No pictures, please: print exactly the lines from the one that contains "Query: woman's face" through the last line of the listing.
------------------------------------------------
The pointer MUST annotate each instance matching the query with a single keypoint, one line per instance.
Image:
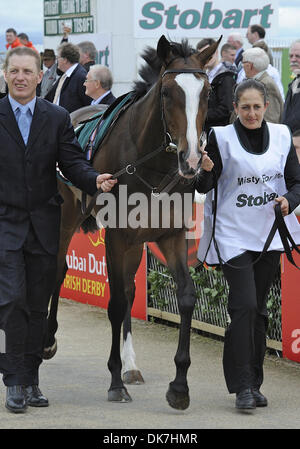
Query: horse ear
(205, 55)
(164, 50)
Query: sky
(27, 16)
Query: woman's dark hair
(249, 84)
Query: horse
(154, 149)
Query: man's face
(10, 37)
(84, 57)
(48, 62)
(22, 77)
(294, 55)
(252, 37)
(232, 42)
(229, 55)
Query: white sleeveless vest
(247, 187)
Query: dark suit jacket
(72, 95)
(108, 99)
(28, 182)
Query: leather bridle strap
(187, 70)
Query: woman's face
(251, 108)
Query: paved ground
(76, 382)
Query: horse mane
(150, 71)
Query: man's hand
(206, 163)
(104, 182)
(284, 205)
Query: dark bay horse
(155, 147)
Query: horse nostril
(182, 156)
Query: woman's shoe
(245, 400)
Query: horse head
(184, 101)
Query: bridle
(168, 145)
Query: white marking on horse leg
(192, 88)
(128, 355)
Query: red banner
(86, 280)
(290, 297)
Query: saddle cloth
(107, 119)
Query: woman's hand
(284, 205)
(206, 163)
(104, 182)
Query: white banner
(194, 18)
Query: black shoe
(260, 399)
(245, 400)
(34, 396)
(15, 399)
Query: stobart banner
(86, 280)
(194, 18)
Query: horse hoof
(133, 377)
(177, 400)
(50, 351)
(119, 395)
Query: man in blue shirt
(35, 135)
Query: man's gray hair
(297, 41)
(258, 57)
(103, 74)
(236, 37)
(88, 48)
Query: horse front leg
(117, 307)
(131, 373)
(174, 249)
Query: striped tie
(24, 122)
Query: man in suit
(50, 76)
(98, 85)
(68, 91)
(35, 135)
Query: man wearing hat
(50, 76)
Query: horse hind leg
(122, 264)
(131, 373)
(175, 251)
(50, 346)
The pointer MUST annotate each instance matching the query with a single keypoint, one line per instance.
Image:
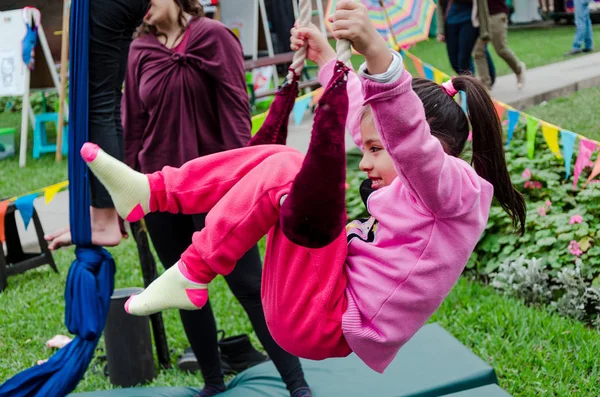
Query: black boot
------------------------------------------------
* **COMPLETED TASK**
Query: woman's face
(251, 108)
Query: paved ground
(76, 382)
Query: horse mane
(150, 71)
Query: man's hand
(206, 163)
(104, 182)
(284, 205)
Query: dark bay horse
(155, 147)
Query: horse nostril
(182, 156)
Query: woman's shoe
(245, 400)
Query: horse head
(184, 101)
Query: bridle
(168, 145)
Query: white marking on horse leg
(192, 88)
(128, 355)
Query: red banner
(86, 280)
(290, 297)
Query: saddle cloth
(107, 119)
Query: woman's hand
(284, 205)
(206, 163)
(104, 182)
Query: white banner
(194, 18)
Query: black shoe
(260, 399)
(245, 400)
(34, 396)
(15, 399)
Query: stobart banner
(86, 280)
(194, 18)
Query: horse hoof
(133, 377)
(177, 400)
(50, 351)
(119, 395)
Query: man in blue shirt
(35, 135)
Query: man's gray hair
(297, 41)
(258, 57)
(103, 74)
(236, 37)
(88, 48)
Query: horse front leg
(117, 307)
(131, 373)
(174, 249)
Query: striped tie
(24, 122)
Query: man in suit
(50, 76)
(98, 85)
(68, 91)
(35, 135)
Query: man wearing hat
(50, 76)
Query: horse hind leg
(122, 264)
(131, 373)
(175, 251)
(50, 346)
The pointer MUST annotate each instance matching the query with a single keypoint, one line per instance.
Image:
Query: black boot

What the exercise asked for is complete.